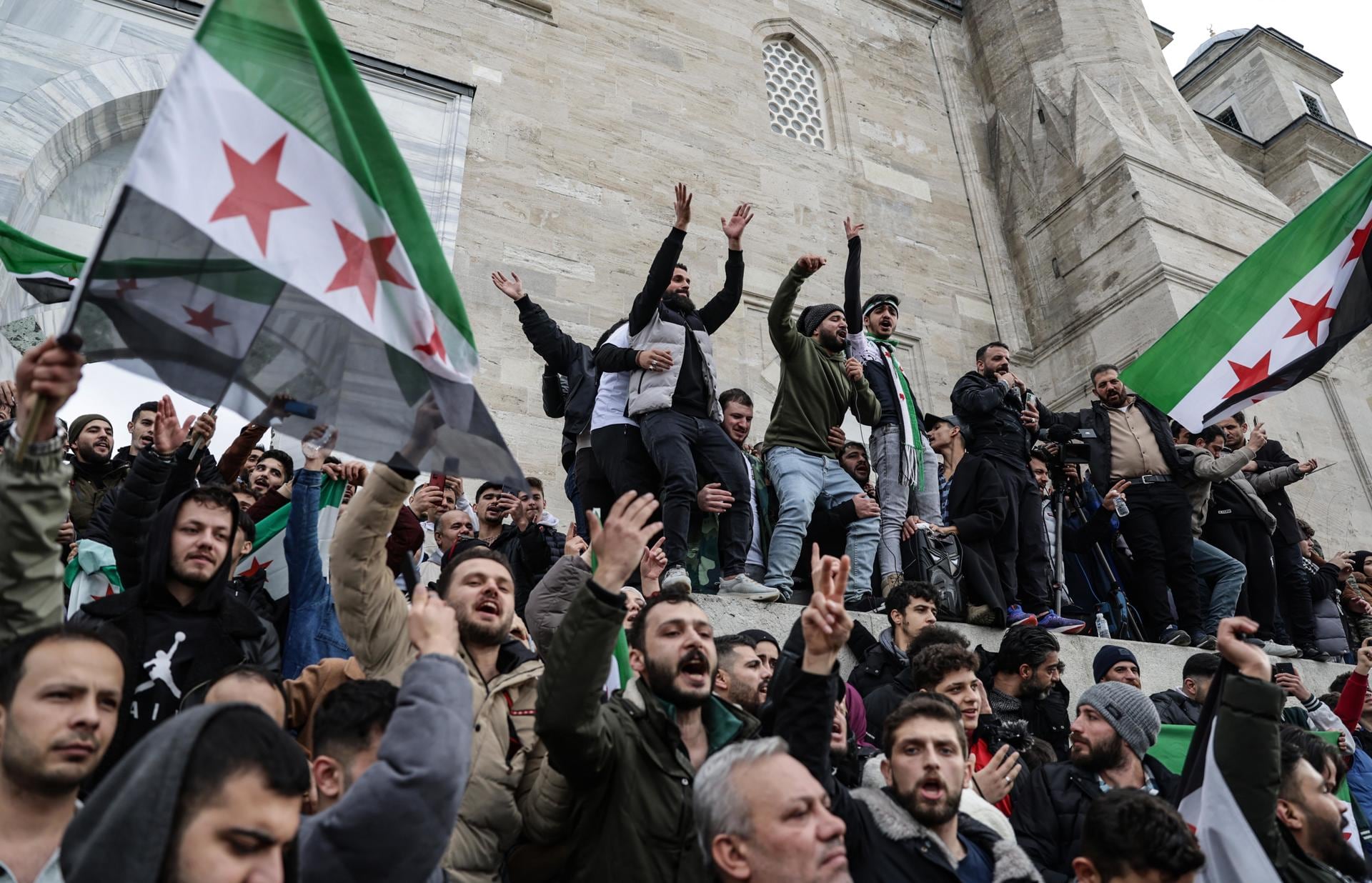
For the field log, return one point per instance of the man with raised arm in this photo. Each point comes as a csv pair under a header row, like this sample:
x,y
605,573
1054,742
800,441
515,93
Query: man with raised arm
x,y
678,409
818,387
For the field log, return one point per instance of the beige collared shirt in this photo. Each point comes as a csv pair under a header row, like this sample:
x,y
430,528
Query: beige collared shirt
x,y
1133,449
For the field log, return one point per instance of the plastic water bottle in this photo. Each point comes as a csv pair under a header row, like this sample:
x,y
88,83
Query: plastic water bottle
x,y
312,447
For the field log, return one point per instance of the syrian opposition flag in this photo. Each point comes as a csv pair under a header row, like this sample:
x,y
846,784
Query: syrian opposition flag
x,y
269,547
1231,848
1279,317
269,243
43,271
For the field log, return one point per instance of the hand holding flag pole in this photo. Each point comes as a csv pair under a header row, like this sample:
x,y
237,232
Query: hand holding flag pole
x,y
46,379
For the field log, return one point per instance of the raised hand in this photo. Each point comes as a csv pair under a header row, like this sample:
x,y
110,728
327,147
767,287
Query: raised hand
x,y
49,372
825,623
1115,495
575,544
511,287
714,499
735,225
619,542
682,207
1251,660
168,435
432,624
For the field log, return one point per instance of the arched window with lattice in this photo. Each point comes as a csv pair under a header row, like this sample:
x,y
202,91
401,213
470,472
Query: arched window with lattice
x,y
795,94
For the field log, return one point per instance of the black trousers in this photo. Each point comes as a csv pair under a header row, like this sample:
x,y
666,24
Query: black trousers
x,y
1021,554
1158,532
689,452
1293,592
1248,541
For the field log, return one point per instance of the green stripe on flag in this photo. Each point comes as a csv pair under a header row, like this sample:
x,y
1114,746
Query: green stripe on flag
x,y
1180,359
21,254
289,55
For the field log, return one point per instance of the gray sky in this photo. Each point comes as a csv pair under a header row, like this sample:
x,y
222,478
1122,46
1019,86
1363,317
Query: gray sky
x,y
1334,31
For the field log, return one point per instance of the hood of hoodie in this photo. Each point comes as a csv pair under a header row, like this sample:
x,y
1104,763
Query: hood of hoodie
x,y
124,832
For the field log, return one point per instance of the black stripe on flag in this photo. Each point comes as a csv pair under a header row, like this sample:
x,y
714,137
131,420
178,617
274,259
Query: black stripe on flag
x,y
1355,314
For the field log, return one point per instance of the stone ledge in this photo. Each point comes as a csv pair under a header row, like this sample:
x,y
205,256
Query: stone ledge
x,y
1160,665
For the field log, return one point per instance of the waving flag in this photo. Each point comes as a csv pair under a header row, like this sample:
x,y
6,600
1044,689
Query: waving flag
x,y
1279,317
269,243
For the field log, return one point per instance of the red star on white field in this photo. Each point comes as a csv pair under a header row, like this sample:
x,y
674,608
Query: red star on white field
x,y
365,266
256,192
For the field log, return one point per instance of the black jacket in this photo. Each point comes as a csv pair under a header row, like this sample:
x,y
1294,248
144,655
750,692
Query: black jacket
x,y
1175,708
571,359
1287,532
1051,805
978,505
1048,719
186,474
1097,420
990,414
884,842
220,631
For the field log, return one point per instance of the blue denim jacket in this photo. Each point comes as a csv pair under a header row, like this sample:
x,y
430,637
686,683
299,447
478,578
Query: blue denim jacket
x,y
313,632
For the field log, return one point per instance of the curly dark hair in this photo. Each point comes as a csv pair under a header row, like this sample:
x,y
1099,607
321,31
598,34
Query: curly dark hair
x,y
1128,830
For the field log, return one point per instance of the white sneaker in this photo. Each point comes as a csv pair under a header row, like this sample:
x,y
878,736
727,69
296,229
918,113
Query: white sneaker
x,y
744,586
675,580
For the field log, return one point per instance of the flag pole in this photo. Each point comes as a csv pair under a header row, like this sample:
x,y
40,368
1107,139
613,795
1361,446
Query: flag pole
x,y
199,439
39,405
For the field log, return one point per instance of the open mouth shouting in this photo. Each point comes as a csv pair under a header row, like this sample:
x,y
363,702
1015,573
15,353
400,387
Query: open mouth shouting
x,y
695,668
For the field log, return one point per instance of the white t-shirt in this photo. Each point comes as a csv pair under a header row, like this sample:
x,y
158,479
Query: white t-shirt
x,y
612,395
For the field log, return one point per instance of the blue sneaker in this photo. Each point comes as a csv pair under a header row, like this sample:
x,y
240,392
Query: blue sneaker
x,y
1175,637
1050,620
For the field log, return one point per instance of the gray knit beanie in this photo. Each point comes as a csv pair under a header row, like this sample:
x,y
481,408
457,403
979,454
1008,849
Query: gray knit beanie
x,y
812,316
1128,711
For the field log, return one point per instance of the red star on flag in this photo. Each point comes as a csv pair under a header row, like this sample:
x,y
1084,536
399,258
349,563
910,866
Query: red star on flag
x,y
1311,317
1251,374
367,264
256,192
434,346
1360,240
256,568
205,319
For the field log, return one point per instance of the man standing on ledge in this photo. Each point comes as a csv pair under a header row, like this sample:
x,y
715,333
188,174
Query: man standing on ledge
x,y
678,409
818,387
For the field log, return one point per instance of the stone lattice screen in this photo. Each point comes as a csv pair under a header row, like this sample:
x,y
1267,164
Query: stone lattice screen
x,y
793,96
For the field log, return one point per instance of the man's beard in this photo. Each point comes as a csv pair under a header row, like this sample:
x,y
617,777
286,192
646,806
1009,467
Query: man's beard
x,y
662,680
19,760
936,814
1328,845
89,456
480,634
682,304
1100,757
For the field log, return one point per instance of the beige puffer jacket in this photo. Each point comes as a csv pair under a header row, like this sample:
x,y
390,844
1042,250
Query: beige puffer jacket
x,y
509,792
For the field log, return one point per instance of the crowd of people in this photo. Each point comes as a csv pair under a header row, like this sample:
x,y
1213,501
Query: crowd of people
x,y
452,687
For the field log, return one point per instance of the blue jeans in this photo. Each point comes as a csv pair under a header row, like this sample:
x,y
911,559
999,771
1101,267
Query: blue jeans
x,y
799,479
1223,577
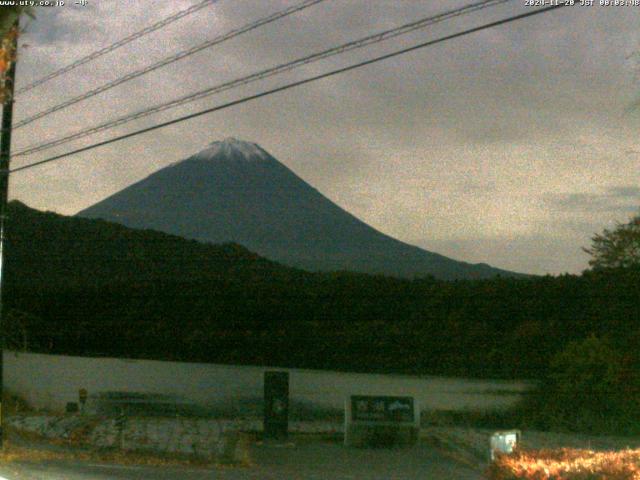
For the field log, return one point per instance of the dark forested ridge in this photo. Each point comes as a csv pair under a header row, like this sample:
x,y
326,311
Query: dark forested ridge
x,y
89,287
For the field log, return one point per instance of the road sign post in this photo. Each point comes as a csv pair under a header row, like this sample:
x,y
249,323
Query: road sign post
x,y
381,421
276,405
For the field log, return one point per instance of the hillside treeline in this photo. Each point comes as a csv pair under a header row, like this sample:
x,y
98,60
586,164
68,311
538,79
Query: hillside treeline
x,y
88,287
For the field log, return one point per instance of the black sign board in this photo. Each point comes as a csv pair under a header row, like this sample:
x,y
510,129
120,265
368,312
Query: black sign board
x,y
382,409
276,404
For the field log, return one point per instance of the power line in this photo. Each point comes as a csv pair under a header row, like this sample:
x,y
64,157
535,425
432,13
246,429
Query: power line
x,y
169,60
118,44
352,45
292,85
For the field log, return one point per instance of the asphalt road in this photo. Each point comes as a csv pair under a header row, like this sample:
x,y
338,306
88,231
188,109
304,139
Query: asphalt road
x,y
312,461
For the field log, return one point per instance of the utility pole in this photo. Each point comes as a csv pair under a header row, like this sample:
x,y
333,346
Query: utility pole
x,y
5,155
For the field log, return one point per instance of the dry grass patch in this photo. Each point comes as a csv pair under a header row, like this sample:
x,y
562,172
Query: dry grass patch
x,y
566,464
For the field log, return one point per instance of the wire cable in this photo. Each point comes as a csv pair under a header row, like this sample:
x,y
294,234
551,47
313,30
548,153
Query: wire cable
x,y
356,44
292,85
134,36
169,60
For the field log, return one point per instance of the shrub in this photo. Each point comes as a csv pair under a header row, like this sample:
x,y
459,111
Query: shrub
x,y
588,389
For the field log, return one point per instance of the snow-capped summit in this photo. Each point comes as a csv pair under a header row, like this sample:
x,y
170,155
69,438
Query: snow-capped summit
x,y
231,147
234,191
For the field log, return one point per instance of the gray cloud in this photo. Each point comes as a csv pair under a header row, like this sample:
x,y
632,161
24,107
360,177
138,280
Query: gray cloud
x,y
494,138
615,200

TASK PROMPT: Repeat word for word the lines running from the line containing "of the shrub" to the end of the entries above, inclusive.

CORRECT ANSWER:
For the field log, return one point per instance of the shrub in this photo. Each point comes as a csv pair under a header row, like this sample:
x,y
459,111
Query: shrub
x,y
588,389
For the field log, return one point per instance of the snow-capped summit in this photo. Each point comes as a csv pair under a header row, like this sample:
x,y
170,155
69,438
Query: snow-capped summit
x,y
231,147
234,191
For the field log, return one point per instance of the gray cloud in this photo. Each point comes as a csv pair under a header row, like this sample:
x,y
632,161
24,107
360,177
138,280
Query: gray cloud
x,y
494,138
615,200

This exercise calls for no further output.